** START DATA ENTRIES **
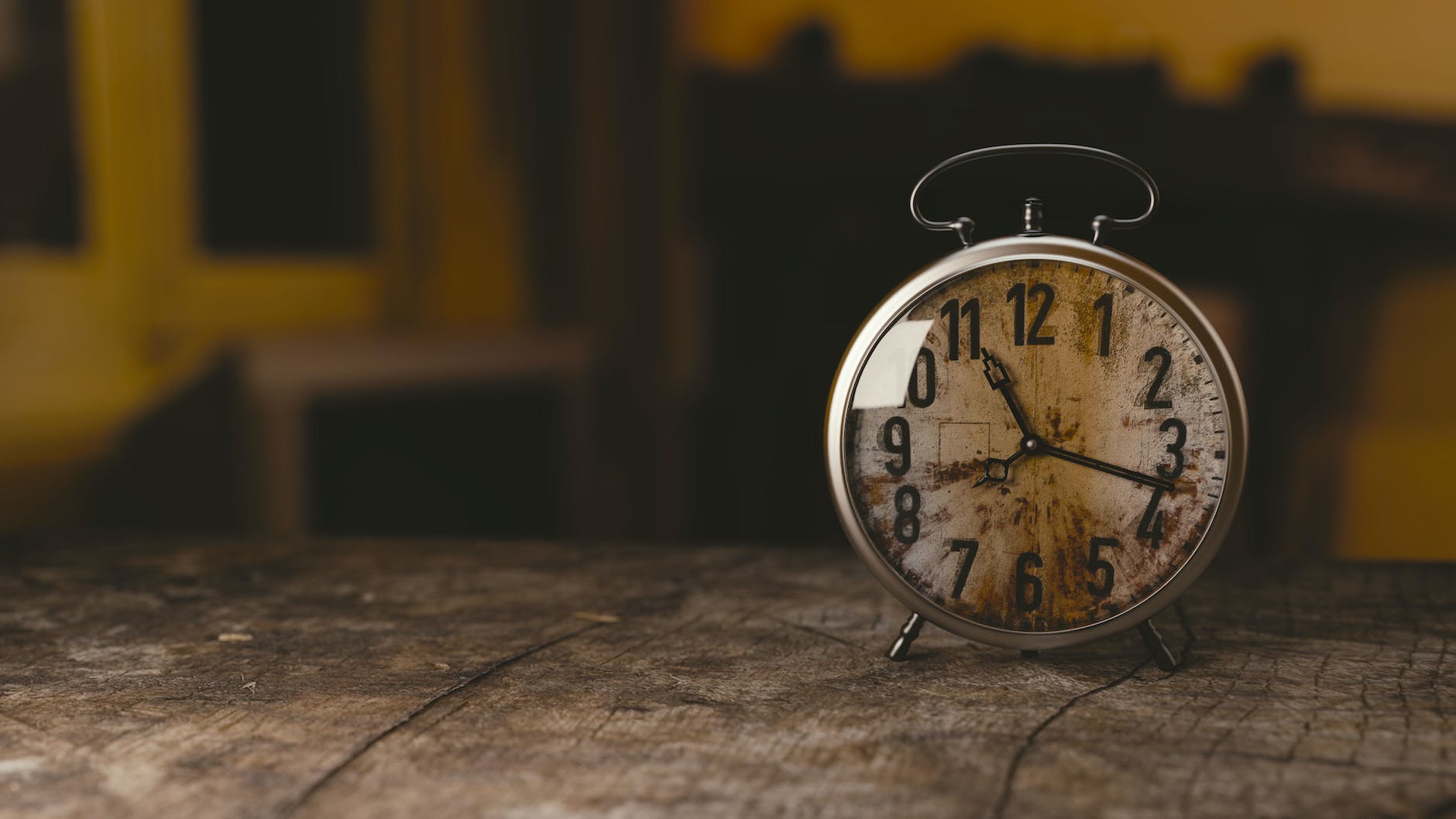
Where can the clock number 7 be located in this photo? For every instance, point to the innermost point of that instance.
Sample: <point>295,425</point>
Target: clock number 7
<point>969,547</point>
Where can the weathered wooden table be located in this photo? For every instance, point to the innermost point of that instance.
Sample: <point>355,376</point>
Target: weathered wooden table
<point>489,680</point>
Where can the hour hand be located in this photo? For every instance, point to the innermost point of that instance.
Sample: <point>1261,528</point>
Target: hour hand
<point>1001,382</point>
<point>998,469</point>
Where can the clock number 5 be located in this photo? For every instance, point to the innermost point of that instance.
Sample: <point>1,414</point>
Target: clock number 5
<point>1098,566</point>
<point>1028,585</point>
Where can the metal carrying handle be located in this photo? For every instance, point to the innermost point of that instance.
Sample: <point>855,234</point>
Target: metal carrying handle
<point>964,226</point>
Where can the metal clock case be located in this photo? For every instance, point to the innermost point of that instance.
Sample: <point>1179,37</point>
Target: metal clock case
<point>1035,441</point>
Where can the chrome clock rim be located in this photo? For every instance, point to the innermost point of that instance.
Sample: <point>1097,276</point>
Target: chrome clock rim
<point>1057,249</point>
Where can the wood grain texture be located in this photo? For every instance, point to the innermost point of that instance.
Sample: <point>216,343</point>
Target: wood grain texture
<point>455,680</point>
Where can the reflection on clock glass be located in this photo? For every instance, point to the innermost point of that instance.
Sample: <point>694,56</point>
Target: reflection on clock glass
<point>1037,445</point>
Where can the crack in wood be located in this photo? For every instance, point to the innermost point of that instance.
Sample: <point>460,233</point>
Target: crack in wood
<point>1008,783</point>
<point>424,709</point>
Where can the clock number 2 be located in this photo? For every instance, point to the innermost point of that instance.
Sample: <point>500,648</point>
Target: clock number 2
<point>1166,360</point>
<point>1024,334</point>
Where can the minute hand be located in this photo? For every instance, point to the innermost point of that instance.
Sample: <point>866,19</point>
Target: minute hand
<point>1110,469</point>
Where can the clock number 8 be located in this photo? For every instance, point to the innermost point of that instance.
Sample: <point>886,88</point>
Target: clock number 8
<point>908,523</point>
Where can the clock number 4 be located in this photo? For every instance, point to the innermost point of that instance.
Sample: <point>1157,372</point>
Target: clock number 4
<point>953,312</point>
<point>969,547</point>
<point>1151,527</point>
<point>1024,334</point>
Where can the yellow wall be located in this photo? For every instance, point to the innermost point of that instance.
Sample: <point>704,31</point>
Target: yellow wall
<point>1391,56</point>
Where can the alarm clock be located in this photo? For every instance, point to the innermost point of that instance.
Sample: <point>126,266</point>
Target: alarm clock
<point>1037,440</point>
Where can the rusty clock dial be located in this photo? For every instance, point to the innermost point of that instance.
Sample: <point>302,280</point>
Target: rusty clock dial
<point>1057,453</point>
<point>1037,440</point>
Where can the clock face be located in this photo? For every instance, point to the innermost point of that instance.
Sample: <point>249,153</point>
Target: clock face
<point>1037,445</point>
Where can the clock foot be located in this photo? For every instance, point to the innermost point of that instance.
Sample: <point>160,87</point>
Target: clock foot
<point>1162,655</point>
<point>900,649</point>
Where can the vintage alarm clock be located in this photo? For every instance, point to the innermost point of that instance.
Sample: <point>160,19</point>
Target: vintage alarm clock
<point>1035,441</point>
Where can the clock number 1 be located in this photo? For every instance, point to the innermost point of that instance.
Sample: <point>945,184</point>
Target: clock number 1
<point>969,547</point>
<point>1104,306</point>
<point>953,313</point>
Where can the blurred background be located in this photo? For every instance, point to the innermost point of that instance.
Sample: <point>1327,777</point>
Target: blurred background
** END DATA ENTRIES **
** START DATA ENTRIES **
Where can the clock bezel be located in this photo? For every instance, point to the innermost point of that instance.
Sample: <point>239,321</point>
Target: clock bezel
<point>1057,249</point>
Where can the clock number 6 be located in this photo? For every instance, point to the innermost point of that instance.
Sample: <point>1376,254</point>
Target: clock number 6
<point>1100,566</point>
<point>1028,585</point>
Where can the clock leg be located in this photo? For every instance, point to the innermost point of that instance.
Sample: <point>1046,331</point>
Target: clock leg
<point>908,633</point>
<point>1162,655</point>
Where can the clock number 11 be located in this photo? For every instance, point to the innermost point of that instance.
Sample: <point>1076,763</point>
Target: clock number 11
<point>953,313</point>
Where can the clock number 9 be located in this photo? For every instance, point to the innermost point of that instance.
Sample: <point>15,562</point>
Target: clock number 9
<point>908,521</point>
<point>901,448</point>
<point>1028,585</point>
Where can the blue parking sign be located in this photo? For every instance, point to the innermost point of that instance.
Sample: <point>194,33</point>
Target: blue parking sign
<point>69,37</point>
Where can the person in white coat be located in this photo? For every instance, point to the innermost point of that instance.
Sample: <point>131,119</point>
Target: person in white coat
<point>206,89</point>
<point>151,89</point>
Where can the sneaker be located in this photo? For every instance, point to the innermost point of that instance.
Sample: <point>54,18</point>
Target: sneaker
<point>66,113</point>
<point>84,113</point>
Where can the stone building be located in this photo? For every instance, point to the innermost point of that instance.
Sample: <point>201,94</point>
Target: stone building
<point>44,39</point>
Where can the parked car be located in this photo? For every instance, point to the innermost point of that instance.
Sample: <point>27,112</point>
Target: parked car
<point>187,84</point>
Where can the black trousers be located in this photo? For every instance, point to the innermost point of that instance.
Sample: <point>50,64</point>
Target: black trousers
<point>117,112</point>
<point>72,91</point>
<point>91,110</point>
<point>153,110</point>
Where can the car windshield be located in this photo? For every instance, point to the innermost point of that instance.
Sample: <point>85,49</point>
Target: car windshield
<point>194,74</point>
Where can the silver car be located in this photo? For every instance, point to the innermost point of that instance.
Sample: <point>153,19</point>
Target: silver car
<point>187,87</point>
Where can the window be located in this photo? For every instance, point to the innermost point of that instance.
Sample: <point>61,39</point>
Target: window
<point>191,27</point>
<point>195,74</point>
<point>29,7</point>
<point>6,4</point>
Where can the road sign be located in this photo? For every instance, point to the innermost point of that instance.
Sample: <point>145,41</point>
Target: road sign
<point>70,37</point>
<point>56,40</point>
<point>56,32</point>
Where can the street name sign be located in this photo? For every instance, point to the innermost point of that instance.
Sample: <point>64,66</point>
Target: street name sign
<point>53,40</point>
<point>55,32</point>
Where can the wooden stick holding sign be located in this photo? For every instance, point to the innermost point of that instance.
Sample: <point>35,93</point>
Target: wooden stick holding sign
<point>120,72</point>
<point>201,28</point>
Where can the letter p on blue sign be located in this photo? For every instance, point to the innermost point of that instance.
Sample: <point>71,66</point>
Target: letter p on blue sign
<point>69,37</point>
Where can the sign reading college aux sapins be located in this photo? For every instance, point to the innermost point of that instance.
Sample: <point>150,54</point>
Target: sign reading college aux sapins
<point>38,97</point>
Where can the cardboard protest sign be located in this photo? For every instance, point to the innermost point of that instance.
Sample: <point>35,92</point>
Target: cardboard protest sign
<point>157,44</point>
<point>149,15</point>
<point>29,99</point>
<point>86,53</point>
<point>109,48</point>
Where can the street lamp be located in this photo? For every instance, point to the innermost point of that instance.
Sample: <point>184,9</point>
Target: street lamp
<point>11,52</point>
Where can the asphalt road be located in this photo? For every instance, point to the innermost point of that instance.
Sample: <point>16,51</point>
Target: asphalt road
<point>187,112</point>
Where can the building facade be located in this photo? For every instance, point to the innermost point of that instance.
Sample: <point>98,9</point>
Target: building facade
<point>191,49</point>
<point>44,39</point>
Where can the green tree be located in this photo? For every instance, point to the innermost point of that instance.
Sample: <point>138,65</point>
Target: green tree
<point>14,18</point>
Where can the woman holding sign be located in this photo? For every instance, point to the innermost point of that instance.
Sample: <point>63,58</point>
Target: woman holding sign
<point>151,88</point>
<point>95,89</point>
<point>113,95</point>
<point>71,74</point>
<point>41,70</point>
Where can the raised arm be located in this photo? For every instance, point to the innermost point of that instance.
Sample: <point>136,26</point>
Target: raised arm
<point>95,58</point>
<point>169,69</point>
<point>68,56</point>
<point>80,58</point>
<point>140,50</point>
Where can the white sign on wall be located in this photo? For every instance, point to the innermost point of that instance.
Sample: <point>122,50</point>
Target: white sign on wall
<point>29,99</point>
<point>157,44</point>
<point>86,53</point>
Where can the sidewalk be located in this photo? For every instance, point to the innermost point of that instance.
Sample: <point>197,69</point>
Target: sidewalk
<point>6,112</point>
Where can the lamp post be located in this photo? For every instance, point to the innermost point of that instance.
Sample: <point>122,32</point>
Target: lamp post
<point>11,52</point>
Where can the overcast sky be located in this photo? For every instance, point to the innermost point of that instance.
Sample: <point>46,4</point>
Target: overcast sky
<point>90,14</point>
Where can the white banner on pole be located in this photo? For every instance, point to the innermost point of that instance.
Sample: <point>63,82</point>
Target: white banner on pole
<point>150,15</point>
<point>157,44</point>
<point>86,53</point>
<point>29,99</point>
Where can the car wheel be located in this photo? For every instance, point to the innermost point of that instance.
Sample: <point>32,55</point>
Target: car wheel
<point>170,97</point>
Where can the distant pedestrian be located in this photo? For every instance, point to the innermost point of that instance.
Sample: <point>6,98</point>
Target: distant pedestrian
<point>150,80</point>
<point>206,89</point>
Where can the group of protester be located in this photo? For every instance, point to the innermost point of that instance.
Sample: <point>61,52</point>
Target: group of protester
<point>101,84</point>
** END DATA ENTRIES **
** START DATA ENTRIES **
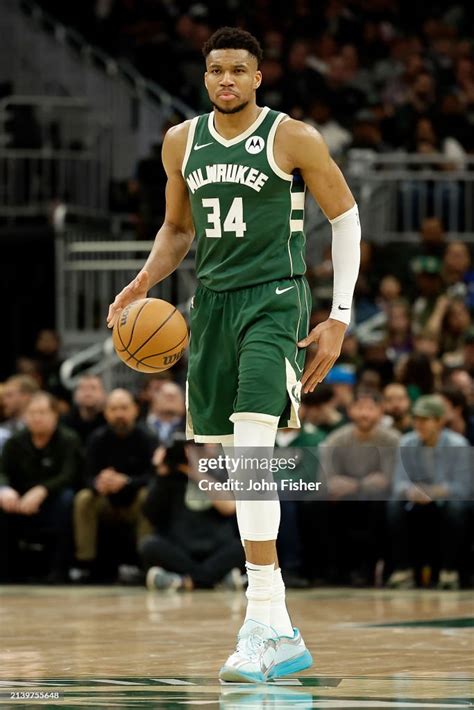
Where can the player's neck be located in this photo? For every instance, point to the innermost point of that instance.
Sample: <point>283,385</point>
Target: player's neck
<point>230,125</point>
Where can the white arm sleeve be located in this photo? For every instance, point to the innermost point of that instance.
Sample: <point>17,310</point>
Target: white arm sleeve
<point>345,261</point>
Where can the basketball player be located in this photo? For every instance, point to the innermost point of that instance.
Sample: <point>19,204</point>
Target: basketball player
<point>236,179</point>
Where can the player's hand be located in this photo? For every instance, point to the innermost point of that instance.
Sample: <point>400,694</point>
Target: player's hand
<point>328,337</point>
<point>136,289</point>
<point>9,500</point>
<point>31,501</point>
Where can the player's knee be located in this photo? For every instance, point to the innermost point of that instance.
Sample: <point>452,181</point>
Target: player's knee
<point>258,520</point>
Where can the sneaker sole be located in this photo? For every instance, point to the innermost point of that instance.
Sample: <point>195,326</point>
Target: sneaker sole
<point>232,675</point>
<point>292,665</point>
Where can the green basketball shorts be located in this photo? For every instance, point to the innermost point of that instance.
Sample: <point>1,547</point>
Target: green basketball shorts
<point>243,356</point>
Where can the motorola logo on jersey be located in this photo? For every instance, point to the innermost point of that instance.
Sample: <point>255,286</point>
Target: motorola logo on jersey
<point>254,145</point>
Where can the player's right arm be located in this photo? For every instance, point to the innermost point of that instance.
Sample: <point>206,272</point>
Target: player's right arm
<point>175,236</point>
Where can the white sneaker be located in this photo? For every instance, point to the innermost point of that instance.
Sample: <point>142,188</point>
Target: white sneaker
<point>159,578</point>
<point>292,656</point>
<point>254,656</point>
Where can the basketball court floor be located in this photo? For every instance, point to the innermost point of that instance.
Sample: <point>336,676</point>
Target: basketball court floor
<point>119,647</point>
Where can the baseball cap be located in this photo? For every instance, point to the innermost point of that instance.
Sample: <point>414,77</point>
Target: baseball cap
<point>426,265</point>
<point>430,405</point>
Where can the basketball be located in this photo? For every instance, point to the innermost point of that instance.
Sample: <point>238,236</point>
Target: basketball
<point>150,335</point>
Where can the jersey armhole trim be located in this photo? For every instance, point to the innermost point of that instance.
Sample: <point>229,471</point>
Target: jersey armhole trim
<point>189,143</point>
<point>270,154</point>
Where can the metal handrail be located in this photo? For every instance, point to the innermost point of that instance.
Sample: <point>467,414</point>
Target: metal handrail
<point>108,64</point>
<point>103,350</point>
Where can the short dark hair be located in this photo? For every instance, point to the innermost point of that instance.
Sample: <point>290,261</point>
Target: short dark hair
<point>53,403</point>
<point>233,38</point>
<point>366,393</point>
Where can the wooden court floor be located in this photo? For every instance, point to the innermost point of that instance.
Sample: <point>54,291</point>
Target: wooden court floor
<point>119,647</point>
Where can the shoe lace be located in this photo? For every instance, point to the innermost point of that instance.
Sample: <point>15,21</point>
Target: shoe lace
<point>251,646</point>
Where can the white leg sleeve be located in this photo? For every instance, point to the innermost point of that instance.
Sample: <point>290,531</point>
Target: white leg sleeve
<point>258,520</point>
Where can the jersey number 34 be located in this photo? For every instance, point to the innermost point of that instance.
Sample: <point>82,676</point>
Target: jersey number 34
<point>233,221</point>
** END DATA ENTRIES **
- REQUIREMENTS
Rewrite the entries between the lines holding "Where can the clock number 7" and "<point>964,226</point>", inclusive, as a two-column CSV with the headers entry_text and answer, one row per entry. Put each field in quotation marks and replace any line breaks inside it with spaces.

- SOLVED EXERCISE
entry_text,answer
"Where can the clock number 7 be located in this photo? For every instance, point to the innermost point of that instance. Sample: <point>295,425</point> Target: clock number 7","<point>969,547</point>"
"Where can the weathered wooden table be located in this photo? For every instance, point to the innermost point of that instance. Sample: <point>355,376</point> Target: weathered wooden table","<point>489,680</point>"
"Where can the hour hand be located in this photo? For every instance, point to the innermost point of that instance. Sample: <point>1261,528</point> Target: hour hand","<point>1001,382</point> <point>998,469</point>"
"Where can the clock number 5 be located in this photo? For every instance, point to the innermost point of that instance. Sample: <point>1,414</point> Target: clock number 5","<point>1098,566</point> <point>1028,585</point>"
"Where can the metal carrying handle be located in this photo? For every instance, point to the innermost point of that instance. Sample: <point>855,234</point> Target: metal carrying handle","<point>964,226</point>"